→ Task goal
Output an exact reproduction of the data.
** Begin Record extracts **
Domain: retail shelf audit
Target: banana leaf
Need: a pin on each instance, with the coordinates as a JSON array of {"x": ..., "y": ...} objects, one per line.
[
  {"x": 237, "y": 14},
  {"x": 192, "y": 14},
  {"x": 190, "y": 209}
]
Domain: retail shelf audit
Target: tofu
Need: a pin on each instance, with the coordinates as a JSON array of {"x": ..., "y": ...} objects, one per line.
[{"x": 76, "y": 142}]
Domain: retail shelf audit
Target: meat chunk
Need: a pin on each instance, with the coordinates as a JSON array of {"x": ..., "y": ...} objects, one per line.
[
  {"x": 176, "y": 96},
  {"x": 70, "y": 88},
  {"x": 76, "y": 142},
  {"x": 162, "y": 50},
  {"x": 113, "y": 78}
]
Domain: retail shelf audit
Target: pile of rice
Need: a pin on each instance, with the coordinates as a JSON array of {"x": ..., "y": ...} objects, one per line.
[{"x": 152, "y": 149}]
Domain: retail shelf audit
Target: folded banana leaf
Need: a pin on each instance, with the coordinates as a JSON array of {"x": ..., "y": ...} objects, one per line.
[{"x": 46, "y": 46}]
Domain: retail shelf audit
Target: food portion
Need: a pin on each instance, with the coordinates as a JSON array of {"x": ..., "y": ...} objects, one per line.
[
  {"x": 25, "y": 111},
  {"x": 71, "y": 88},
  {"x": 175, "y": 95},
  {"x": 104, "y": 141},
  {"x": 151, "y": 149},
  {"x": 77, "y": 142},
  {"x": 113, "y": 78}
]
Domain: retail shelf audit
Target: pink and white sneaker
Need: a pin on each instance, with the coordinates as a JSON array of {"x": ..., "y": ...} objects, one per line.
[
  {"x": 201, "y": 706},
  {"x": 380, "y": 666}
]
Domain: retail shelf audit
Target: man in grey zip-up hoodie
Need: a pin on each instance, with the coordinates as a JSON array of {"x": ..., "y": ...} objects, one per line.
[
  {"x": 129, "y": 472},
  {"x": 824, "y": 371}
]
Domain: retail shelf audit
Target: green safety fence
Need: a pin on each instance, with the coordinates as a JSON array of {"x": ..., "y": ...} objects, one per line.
** End Record extracts **
→ The output
Domain: retail shelf audit
Target: banana leaf
Need: a pin on each instance, with the coordinates as a JSON array of {"x": ..., "y": ...} objects, one per line.
[
  {"x": 237, "y": 14},
  {"x": 192, "y": 14},
  {"x": 190, "y": 209}
]
Domain: retail shelf audit
Target: tofu
Need: a pin on each instance, with the coordinates as a JSON array of {"x": ..., "y": ...} objects, one per line.
[{"x": 76, "y": 142}]
Domain: retail shelf audit
Target: meat chunk
Need: a pin on each instance, with the coordinates as a JSON array of {"x": ..., "y": ...} objects, one per line.
[
  {"x": 176, "y": 96},
  {"x": 70, "y": 88},
  {"x": 76, "y": 142},
  {"x": 162, "y": 50},
  {"x": 113, "y": 78}
]
Domain: retail shelf audit
Target: pile of rice
Need: a pin on each instance, with the coordinates as a JSON array of {"x": ..., "y": ...} objects, one per line.
[{"x": 152, "y": 149}]
Domain: retail shelf audit
Target: folded banana leaf
Need: a pin on each instance, with the coordinates as a JSON array of {"x": ..., "y": ...} objects, one per line.
[{"x": 46, "y": 46}]
Domain: retail shelf audit
Target: food portion
Need: a pin on each instance, with the coordinates as a JSON array of {"x": ..., "y": ...} objects, one per line.
[
  {"x": 25, "y": 111},
  {"x": 71, "y": 88},
  {"x": 175, "y": 95},
  {"x": 104, "y": 141},
  {"x": 151, "y": 149},
  {"x": 77, "y": 142},
  {"x": 113, "y": 78}
]
Domain: retail shelf audit
Target: pink and white sneaker
Need: a pin on each instance, with the coordinates as a JSON array of {"x": ..., "y": ...} objects, one per line.
[
  {"x": 201, "y": 706},
  {"x": 380, "y": 666}
]
Domain: retail shelf audit
Target: man in grey zip-up hoodie
Need: a pin on each instance, with the coordinates as a JSON array of {"x": ..., "y": ...} objects, one per line.
[
  {"x": 129, "y": 472},
  {"x": 824, "y": 371}
]
Domain: retail shelf audit
Target: green safety fence
Need: a pin on each instance, with the coordinates as a JSON array of {"x": ..., "y": ...} objects, one per line.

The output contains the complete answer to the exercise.